_ASSIGNED TASK_:
Retype the records below exactly as they appear, but leave out any pictures.

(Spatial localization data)

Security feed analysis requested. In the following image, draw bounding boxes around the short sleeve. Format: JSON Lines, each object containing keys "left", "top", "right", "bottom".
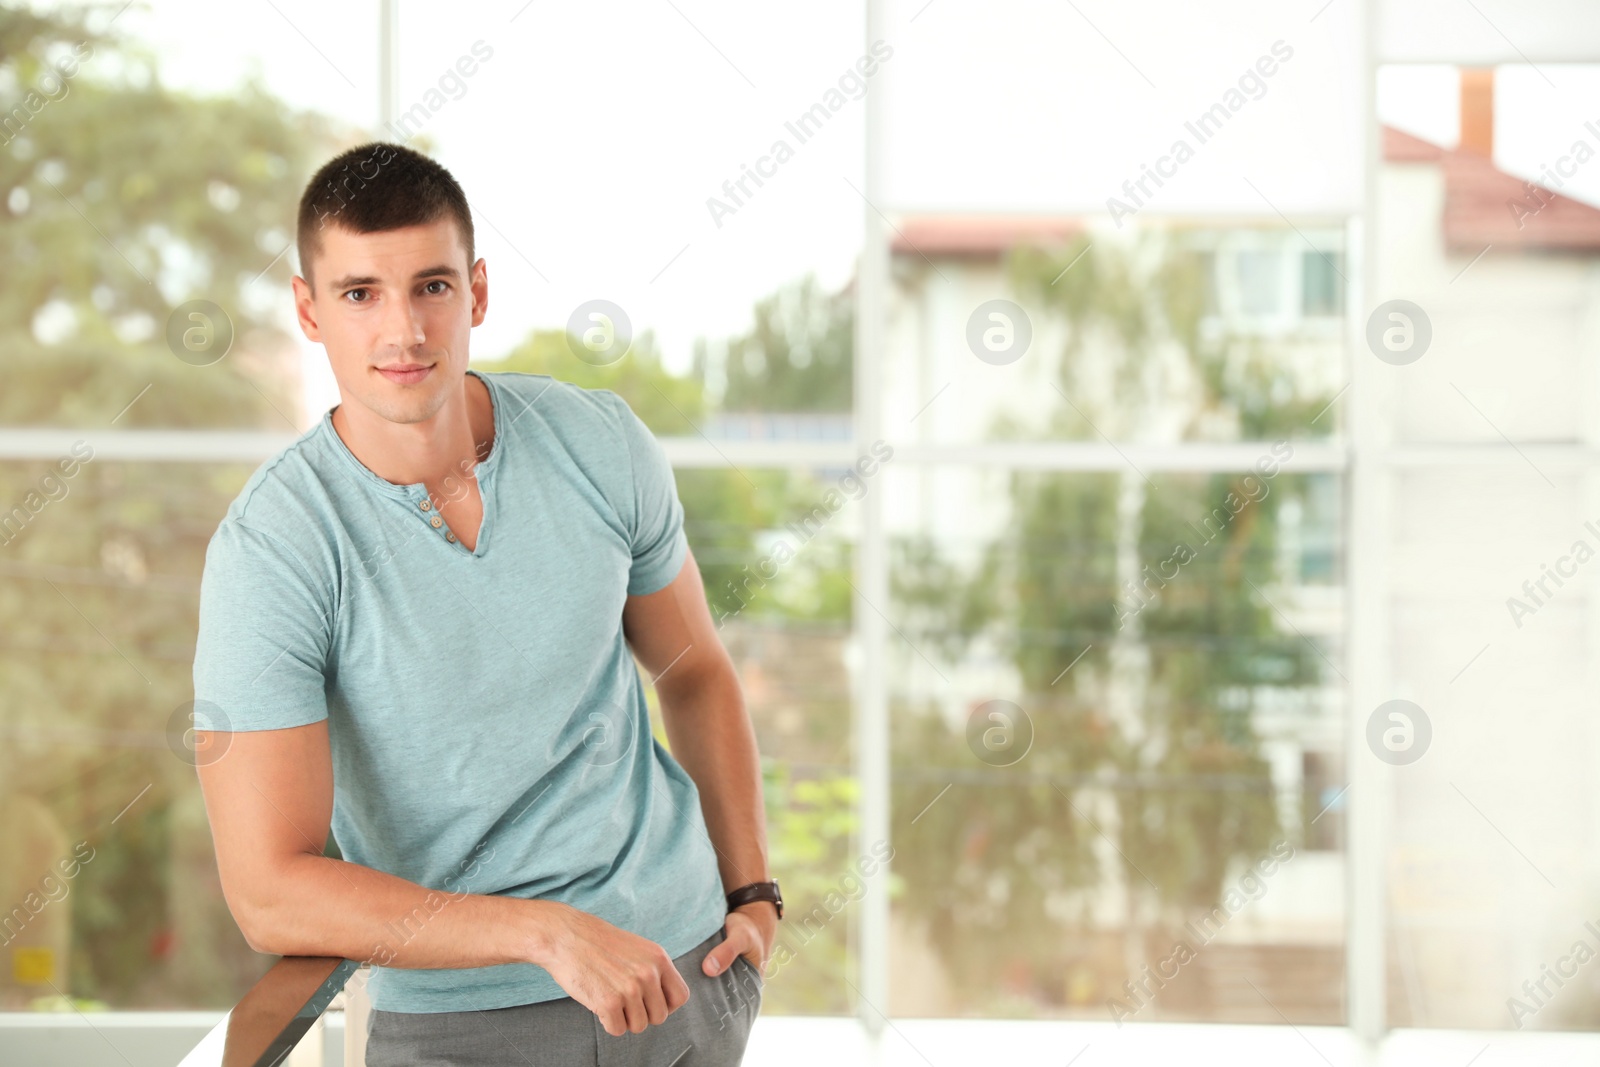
{"left": 610, "top": 392, "right": 689, "bottom": 596}
{"left": 192, "top": 518, "right": 332, "bottom": 731}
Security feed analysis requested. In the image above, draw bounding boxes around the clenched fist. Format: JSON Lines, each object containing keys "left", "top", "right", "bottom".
{"left": 535, "top": 903, "right": 692, "bottom": 1037}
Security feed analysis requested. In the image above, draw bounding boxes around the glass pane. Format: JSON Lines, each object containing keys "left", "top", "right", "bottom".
{"left": 675, "top": 465, "right": 860, "bottom": 1015}
{"left": 885, "top": 465, "right": 1345, "bottom": 1022}
{"left": 884, "top": 4, "right": 1362, "bottom": 216}
{"left": 396, "top": 0, "right": 861, "bottom": 430}
{"left": 1383, "top": 466, "right": 1596, "bottom": 1029}
{"left": 0, "top": 458, "right": 264, "bottom": 1009}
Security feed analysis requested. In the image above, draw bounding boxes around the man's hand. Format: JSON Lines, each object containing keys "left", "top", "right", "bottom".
{"left": 701, "top": 901, "right": 779, "bottom": 980}
{"left": 535, "top": 903, "right": 691, "bottom": 1037}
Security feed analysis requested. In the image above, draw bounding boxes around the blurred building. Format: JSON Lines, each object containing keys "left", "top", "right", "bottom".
{"left": 1375, "top": 68, "right": 1600, "bottom": 1029}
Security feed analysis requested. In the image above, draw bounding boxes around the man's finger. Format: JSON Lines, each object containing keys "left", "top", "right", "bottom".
{"left": 642, "top": 979, "right": 671, "bottom": 1026}
{"left": 623, "top": 995, "right": 649, "bottom": 1035}
{"left": 665, "top": 964, "right": 692, "bottom": 1011}
{"left": 702, "top": 939, "right": 741, "bottom": 976}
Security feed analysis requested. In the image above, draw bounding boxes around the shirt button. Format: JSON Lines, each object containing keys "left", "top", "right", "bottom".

_ANSWER SECTION_:
Security feed analysis requested. In the following image, draw bounding boxes around the short sleeve. Format: JSON Lines, each object containing keys "left", "top", "right", "bottom".
{"left": 610, "top": 392, "right": 689, "bottom": 596}
{"left": 192, "top": 518, "right": 332, "bottom": 731}
Security feed analysis requested. In the image above, draw bounding boxes around the clenched fist. Format: JSON Lines, each object containing keys "left", "top", "right", "bottom".
{"left": 535, "top": 903, "right": 692, "bottom": 1037}
Security feed analysis requested. In the image above, draw bounding boxes around the glass pane. Format: JSON Lines, each object containing keys "left", "top", "right", "bottom".
{"left": 675, "top": 465, "right": 860, "bottom": 1015}
{"left": 885, "top": 465, "right": 1345, "bottom": 1022}
{"left": 884, "top": 4, "right": 1362, "bottom": 216}
{"left": 396, "top": 0, "right": 861, "bottom": 430}
{"left": 1383, "top": 466, "right": 1596, "bottom": 1029}
{"left": 0, "top": 458, "right": 264, "bottom": 1009}
Security feed analysis requested. In the image above, draw bounding boxes around the man's hand. Format: JSON Lines, each object containing keys "left", "top", "right", "bottom".
{"left": 701, "top": 901, "right": 779, "bottom": 980}
{"left": 535, "top": 903, "right": 691, "bottom": 1037}
Security feed analysis requested. In the image above, draw bounding boxes around the blurred building. Format: JSON Lines, each object containing keys "left", "top", "right", "bottom".
{"left": 1375, "top": 68, "right": 1600, "bottom": 1029}
Security feed analysis requested. In the image above, draw bounding boxes around the man's finger. Format: JSON Lines, each object containing keys "left", "top", "right", "bottom".
{"left": 642, "top": 979, "right": 671, "bottom": 1026}
{"left": 623, "top": 995, "right": 649, "bottom": 1035}
{"left": 665, "top": 964, "right": 692, "bottom": 1011}
{"left": 702, "top": 939, "right": 741, "bottom": 976}
Security feed analysis requested. In the image above, draw bounding boxes around the shirt button. Format: JSON Lines, each object containing keys "left", "top", "right", "bottom".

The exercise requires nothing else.